• Check your understanding
- 1) Answer these from the Verkko release notes, one line each:
(a) Which two kinds of accurate long reads does Verkko work with?
(b) How much memory is strongly suggested?
(c) What GCC version is needed for compilation?
- 2) Write the next part of the Verkko release notes, starting after the last requirement listed.

• Text block
Verkko v1.4
These are release notes for Verkko version 1.4, which was released on June 27rd, 2023. Verkko is a hybrid genome assembly pipeline developed for telomere-to-telomere assembly of accurate long reads (PacBio HiFi or Oxford Nanopore Duplex) and Oxford Nanopore ultra-long reads.
The source code distribution contains everything you need to create a binary distribution for your own specific OS. Please report any issues you encounter.
Citation
- Rautiainen M, Nurk S, Walenz BP, Logsdon GA, Porubsky D, Rhie A, Eichler EE, Phillippy AM, Koren S. Telomere-to-telomere assembly of diploid chromosomes with Verkko. Nat Biotech. (2023). doi:10.1038/s41587-023-01662-6
Minimum Requirements
- 8GB minimum memory; 16GB strongly suggested
- GCC 9 or newer (for compilation only)

• Record excerpts
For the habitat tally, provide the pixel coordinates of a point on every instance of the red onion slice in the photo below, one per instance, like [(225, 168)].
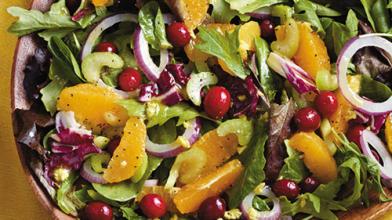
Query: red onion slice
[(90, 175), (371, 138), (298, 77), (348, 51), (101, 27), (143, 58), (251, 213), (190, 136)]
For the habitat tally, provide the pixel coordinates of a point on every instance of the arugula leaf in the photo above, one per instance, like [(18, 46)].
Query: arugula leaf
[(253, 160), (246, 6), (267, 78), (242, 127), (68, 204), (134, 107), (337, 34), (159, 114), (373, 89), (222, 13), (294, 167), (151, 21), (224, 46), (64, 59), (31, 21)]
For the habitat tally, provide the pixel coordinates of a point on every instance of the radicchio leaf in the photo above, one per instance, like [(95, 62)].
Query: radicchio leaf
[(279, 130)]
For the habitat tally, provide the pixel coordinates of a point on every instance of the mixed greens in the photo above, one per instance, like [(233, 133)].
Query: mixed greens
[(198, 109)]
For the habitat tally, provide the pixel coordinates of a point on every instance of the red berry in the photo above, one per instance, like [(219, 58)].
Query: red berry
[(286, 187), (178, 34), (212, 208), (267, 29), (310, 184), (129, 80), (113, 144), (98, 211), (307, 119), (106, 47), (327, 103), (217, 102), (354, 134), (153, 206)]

* * *

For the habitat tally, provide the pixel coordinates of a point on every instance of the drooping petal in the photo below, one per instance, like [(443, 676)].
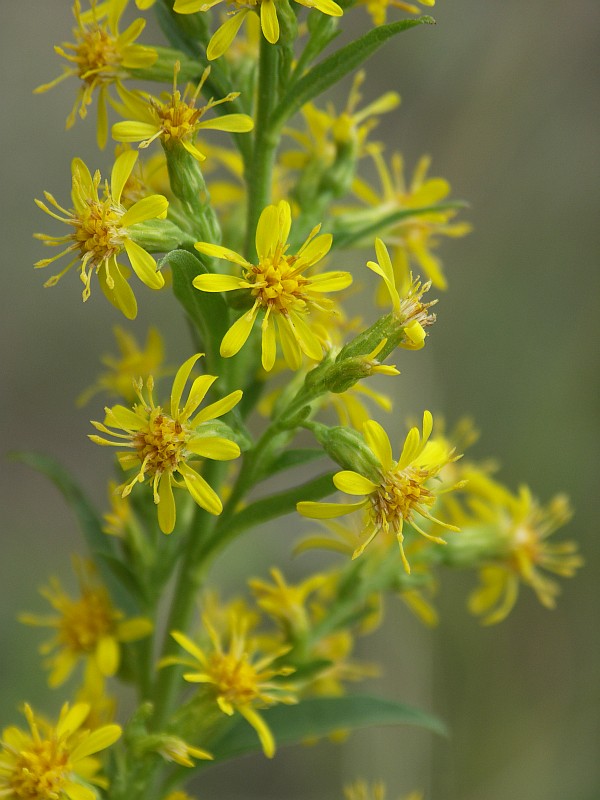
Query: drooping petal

• Outputs by task
- 1)
(a) PacBio HiFi or Oxford Nanopore Duplex
(b) 16GB
(c) GCC 9 or newer

- 2)
- Rust 1.58 or newer (for compilation only)
- Python 3.5 or newer, with parasail module
- Snakemake 7.0 or newer
- Mashmap 2.0 or newer (for filtering known sequences and HiC)
- GraphAligner v1.0.17 or newer
- WinnowMap
- MBG v1.0.14 or newer
Installation
Users can download Verkko as source code or installed through a package manager like conda. The source code package needs to be compiled and installed before it can be used. Do NOT download the .zip source code. It is missing files and will not compile. This is a known flaw with git itself.
Run either:
conda install -c conda-forge -c bioconda -c defaults verkko
or build from source
curl -L https://github.com/marbl/verkko/releases/download/v1.4/verkko-v1.4.tar.gz --output verkko-v1.4.tar.gz
tar -xzf verkko-v1.4.tar.gz
cd verkko-v1.4/src
make -j 8
cd ..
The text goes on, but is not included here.